# [Exercise details]
Repeat the following items without any change, beginning at the line that contains "Identify yellow processional" and stopping after the line that contains "0 193 120 303".

(Records of labeled boxes)

§

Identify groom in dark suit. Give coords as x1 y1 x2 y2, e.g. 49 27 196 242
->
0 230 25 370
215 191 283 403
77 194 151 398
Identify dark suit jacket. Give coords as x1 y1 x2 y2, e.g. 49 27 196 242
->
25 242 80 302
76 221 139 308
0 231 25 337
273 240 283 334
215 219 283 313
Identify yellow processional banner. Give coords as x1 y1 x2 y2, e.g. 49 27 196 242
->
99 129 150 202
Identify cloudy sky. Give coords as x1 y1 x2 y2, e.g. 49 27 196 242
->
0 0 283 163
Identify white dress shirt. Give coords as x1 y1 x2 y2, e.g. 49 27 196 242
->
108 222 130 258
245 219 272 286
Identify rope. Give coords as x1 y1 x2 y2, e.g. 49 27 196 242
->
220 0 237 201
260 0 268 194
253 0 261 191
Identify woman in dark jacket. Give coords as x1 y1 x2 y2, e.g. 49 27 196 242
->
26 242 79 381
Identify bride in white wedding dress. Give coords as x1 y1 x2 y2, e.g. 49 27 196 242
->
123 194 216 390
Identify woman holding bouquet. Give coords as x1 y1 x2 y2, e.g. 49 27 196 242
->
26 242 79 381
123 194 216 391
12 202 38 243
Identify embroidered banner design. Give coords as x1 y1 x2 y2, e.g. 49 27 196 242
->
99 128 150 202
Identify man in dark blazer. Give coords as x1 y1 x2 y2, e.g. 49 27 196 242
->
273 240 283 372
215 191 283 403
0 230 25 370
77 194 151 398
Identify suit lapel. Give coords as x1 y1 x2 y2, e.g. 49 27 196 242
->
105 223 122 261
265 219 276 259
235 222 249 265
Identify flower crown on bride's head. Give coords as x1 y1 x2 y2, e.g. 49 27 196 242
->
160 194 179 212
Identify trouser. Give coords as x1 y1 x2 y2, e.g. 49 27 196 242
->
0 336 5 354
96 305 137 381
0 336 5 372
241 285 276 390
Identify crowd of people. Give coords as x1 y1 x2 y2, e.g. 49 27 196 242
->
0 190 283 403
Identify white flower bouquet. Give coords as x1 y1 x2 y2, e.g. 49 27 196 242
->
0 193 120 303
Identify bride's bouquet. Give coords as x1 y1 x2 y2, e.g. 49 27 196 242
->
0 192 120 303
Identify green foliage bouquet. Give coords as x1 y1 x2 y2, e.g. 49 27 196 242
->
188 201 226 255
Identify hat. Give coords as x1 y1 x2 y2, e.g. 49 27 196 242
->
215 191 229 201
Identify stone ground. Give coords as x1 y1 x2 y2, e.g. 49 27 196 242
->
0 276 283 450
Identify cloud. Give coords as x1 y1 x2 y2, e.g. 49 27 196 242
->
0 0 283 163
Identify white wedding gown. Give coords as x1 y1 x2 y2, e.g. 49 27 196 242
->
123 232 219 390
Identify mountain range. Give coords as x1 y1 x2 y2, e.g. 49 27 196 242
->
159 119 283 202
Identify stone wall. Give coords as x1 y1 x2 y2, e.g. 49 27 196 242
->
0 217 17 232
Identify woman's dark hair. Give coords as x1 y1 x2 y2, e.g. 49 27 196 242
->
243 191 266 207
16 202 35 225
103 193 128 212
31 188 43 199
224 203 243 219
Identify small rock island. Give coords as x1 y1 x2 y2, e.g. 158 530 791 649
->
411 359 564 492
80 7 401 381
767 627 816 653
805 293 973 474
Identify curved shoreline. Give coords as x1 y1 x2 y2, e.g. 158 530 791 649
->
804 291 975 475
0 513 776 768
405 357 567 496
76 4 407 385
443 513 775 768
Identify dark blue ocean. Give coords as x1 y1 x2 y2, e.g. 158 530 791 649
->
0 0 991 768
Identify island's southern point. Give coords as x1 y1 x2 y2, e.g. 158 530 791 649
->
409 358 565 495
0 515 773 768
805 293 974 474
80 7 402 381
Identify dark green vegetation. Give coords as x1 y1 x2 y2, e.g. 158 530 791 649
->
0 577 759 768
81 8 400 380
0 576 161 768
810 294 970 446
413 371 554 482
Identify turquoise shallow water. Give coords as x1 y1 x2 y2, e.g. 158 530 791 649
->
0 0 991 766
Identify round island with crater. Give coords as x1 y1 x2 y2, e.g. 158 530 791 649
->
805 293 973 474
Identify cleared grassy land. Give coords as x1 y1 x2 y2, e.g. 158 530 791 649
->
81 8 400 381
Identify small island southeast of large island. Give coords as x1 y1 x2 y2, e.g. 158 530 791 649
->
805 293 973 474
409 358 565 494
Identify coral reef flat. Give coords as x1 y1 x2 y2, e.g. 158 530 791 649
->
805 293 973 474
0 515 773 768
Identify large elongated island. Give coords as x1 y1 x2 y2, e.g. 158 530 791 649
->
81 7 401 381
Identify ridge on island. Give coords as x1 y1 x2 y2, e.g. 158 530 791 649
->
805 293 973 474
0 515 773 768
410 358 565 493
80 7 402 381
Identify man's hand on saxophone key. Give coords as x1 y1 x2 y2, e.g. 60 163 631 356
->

§

# [Answer in full]
Identify yellow processional banner. Give coords as x1 y1 x2 y2, e.g. 49 27 196 242
->
99 129 150 202
Identify cloudy sky. Give coords as x1 y1 x2 y2, e.g. 49 27 196 242
->
0 0 283 163
Identify white dress shirt. Give coords as x1 y1 x2 y2, e.g. 49 27 196 242
->
108 222 130 258
245 219 272 286
Identify rope. Give coords as x1 y1 x2 y2, e.g. 49 27 196 242
->
220 0 237 201
260 0 268 194
253 0 261 191
Identify woman in dark jacket. Give coords as x1 y1 x2 y2, e.g. 49 27 196 242
->
26 242 79 381
Identify bride in white wedding dress. Give coords as x1 y1 x2 y2, e.g. 49 27 196 242
->
123 194 216 390
Identify woman holding bouquet. Give coords as x1 y1 x2 y2, e.g. 49 27 196 242
->
26 242 79 381
123 194 216 391
12 202 38 243
Identify embroidered banner design. Give coords as x1 y1 x2 y2, e.g. 49 27 196 242
->
99 128 150 202
Identify man in dark blazer. Give coords as x1 y1 x2 y2, e.g. 49 27 196 242
->
273 240 283 372
215 191 283 403
0 230 25 370
77 194 151 398
Identify suit lapel. Give coords as x1 y1 x2 y2, e.g. 49 27 196 242
->
105 223 122 261
265 219 276 259
235 222 249 265
Identify flower crown on bride's head. Give coords as x1 y1 x2 y2, e.g. 49 27 196 242
->
160 194 179 212
Identify trouser. Give coords as x1 y1 x2 y2, e.g. 49 27 196 242
->
0 336 5 354
96 305 137 381
0 336 5 372
241 285 276 390
Identify crowd of people. Give coords as x1 y1 x2 y2, e.g. 49 27 196 242
->
0 190 283 403
Identify white flower bouquet. Give coords as x1 y1 x2 y2, e.g. 49 27 196 242
->
0 193 120 303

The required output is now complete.